SUPPLIED MATERIAL:
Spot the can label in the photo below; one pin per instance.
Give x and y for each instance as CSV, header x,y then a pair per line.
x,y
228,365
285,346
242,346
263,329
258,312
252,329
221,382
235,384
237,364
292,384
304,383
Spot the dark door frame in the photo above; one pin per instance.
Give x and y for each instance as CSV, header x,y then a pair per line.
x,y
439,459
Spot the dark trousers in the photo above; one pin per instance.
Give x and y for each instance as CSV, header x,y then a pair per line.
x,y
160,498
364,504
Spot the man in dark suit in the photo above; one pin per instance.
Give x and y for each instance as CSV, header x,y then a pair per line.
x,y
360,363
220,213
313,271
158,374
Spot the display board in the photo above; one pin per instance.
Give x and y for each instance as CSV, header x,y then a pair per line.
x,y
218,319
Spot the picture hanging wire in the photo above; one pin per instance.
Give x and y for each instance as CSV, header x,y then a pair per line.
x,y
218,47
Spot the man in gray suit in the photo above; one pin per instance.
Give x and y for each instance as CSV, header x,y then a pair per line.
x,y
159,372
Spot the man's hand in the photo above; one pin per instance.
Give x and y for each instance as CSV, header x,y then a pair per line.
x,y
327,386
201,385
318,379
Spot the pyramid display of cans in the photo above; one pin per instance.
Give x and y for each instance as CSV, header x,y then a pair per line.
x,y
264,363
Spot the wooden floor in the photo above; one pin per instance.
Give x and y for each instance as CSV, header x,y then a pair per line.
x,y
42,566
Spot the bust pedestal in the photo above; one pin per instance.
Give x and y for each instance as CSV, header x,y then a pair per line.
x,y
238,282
==
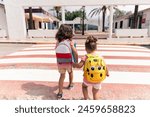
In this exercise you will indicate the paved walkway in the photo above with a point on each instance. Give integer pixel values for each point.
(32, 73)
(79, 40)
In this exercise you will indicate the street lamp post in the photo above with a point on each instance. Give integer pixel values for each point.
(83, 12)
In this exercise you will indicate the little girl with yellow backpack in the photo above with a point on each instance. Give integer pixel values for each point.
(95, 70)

PROBLEM TO WORK ON: Pick out every line of the records above that contains the word "exercise", and copy each one in full.

THE SOLUTION:
In this exercise you will indicate the paved walkway in the photo above with a point on each instance. Give integer pixel values for each point.
In this exercise you will indicate the street lamp post in the photo above with a point on each instance. Give integer pixel values for each point.
In this exercise you will indicate the little girl with yellow backpack in the photo above with a point on each instance. Give integer pixel values for each point.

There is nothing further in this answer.